→ **BRIEF**:
Render the material below, from the line containing "the toilet seat" through the line containing "[(434, 285)]", inclusive, as a Markdown table with the columns Row and Line. Number each row and omit blank lines.

## Start GIVEN DATA

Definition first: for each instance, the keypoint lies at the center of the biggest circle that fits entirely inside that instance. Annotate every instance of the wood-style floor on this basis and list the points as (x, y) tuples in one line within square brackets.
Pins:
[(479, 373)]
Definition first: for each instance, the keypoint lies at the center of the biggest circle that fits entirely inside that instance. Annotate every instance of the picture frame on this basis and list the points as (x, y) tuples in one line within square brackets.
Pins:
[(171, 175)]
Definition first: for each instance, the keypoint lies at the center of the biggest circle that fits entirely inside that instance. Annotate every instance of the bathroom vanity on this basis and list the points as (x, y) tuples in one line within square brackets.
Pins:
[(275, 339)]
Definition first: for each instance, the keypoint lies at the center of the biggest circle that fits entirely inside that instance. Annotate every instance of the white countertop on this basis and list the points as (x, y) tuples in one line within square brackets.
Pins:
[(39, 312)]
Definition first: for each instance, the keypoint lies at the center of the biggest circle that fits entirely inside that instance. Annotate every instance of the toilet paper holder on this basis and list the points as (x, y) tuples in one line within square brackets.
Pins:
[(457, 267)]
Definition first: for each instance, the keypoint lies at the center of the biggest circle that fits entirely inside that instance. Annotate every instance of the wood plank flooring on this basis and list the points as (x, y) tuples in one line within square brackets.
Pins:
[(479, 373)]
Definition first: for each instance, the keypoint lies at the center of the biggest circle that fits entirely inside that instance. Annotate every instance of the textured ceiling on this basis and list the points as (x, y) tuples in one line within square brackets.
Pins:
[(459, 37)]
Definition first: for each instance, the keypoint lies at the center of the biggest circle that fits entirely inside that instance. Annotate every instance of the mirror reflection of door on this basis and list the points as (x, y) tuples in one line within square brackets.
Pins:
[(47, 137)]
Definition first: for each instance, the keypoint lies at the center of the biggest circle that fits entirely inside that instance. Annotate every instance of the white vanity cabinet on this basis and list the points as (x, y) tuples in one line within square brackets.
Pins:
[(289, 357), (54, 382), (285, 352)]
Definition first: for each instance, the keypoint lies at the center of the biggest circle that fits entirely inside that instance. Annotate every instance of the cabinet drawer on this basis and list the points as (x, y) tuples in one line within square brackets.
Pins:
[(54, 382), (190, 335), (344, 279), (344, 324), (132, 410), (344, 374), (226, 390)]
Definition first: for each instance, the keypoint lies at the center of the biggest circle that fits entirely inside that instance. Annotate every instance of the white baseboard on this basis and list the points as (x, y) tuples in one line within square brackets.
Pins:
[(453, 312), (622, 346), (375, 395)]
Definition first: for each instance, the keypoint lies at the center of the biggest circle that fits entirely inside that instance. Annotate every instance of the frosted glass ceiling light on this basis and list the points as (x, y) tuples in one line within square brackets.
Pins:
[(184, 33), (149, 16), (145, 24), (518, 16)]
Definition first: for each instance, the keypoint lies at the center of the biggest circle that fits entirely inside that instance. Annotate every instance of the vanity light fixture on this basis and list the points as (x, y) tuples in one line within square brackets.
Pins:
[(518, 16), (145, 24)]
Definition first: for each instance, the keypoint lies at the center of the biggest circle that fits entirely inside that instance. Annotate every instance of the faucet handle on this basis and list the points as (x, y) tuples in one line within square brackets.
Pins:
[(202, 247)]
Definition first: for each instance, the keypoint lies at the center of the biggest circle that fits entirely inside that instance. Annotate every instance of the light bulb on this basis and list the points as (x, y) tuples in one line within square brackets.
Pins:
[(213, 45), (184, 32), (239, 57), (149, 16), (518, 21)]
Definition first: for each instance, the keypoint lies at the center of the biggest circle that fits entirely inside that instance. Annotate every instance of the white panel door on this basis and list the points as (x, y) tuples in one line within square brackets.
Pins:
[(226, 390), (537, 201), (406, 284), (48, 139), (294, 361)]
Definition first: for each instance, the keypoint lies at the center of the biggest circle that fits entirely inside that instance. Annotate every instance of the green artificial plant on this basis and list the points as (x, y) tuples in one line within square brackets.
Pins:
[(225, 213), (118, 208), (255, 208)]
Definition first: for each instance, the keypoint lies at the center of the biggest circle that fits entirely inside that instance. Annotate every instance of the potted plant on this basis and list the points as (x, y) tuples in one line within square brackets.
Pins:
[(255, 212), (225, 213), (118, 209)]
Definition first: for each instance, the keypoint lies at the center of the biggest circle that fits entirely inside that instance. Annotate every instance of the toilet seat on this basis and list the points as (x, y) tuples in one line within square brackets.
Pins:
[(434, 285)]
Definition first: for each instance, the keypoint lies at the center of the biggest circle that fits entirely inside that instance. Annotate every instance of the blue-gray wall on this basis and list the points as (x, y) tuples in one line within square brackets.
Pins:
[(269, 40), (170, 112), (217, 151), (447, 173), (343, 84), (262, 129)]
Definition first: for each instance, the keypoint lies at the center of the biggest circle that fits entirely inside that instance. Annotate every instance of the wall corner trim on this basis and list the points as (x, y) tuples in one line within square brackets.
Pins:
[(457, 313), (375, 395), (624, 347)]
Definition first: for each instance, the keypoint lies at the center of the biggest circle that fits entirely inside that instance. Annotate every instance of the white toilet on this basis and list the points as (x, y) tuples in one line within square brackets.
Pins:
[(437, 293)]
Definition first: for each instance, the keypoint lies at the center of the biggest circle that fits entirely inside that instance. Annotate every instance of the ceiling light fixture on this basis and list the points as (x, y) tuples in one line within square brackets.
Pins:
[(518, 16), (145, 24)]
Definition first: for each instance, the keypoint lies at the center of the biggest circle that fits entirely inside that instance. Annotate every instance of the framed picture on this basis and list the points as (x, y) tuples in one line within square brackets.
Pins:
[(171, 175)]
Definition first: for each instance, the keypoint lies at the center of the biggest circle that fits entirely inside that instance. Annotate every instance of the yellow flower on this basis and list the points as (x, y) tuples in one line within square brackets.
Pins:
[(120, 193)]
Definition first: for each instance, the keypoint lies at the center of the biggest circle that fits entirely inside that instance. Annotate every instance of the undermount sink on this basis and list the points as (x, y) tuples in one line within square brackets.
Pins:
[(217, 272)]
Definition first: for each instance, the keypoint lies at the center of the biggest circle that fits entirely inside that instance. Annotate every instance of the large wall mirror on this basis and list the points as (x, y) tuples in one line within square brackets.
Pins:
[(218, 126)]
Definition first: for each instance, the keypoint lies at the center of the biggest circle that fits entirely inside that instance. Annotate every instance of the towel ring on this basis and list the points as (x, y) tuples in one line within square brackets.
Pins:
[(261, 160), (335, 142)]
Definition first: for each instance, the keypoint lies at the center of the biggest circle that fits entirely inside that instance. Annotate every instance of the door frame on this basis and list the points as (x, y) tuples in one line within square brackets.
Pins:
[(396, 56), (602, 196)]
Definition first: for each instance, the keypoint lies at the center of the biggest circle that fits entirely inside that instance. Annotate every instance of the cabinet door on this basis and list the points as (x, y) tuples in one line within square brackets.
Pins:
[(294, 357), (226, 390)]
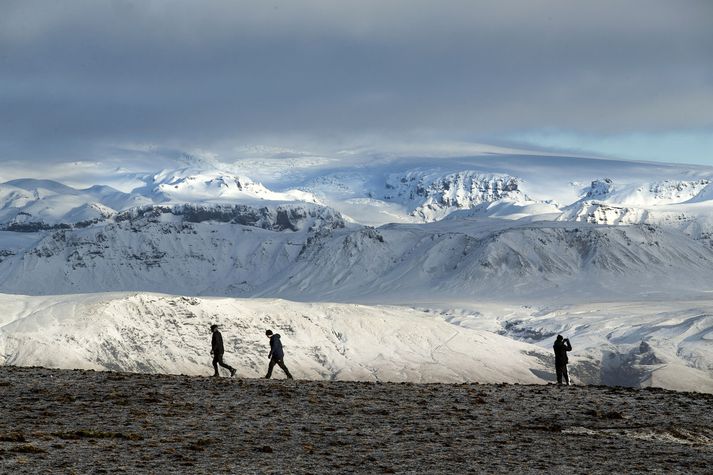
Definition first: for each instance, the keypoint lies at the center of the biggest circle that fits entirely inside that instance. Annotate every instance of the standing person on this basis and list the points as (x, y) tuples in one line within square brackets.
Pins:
[(276, 355), (561, 347), (217, 351)]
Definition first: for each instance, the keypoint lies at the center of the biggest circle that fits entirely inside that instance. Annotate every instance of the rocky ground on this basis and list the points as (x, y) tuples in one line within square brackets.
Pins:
[(60, 421)]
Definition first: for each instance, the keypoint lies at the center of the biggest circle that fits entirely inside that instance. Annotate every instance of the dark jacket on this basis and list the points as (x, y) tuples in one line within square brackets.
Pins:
[(276, 352), (217, 343), (561, 348)]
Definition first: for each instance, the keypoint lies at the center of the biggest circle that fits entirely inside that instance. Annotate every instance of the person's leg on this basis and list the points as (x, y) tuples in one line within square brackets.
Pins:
[(216, 359), (269, 368), (565, 375), (284, 368)]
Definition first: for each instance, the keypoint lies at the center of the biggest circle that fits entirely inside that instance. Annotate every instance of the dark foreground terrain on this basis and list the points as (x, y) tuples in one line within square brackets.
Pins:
[(58, 421)]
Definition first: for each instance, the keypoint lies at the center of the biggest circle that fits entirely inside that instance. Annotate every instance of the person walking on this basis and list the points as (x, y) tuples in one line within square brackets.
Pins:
[(276, 355), (561, 347), (217, 350)]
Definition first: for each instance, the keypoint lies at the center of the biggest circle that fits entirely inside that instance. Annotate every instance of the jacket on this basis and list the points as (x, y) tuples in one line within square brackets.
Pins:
[(217, 343), (276, 352), (561, 348)]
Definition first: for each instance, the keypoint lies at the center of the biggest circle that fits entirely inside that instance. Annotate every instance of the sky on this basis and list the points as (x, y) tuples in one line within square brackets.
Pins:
[(87, 80)]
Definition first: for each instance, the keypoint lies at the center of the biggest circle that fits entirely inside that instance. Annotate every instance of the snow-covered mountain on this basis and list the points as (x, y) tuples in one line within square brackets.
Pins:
[(457, 234)]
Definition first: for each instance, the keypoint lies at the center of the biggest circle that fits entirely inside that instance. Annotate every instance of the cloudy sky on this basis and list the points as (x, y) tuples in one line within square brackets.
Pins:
[(82, 79)]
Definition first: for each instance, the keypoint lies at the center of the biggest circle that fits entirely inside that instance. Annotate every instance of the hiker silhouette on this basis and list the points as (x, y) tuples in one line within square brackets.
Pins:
[(561, 347), (217, 350), (276, 355)]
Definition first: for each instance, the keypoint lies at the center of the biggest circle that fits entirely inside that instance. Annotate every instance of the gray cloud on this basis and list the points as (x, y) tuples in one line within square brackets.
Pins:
[(79, 75)]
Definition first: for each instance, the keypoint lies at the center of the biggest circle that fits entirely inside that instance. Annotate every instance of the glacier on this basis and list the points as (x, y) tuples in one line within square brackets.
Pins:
[(486, 256)]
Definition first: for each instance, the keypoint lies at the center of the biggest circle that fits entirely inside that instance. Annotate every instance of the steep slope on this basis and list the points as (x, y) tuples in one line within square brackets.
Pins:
[(166, 334)]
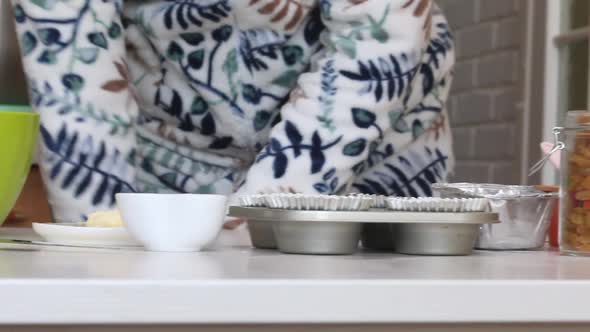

## End GIVEN DATA

→ **COMPLETE RESPONSE**:
| Row | Line |
|---|---|
| 1 | Definition first: for each instance, the keypoint lies at the center of the biggest circle that fits entirely inside that instance. Annotate every instance of the toilet seat on this basis and list the points as (x, y) tuples in one line within square brackets. |
| 2 | Pins: |
| 3 | [(434, 285)] |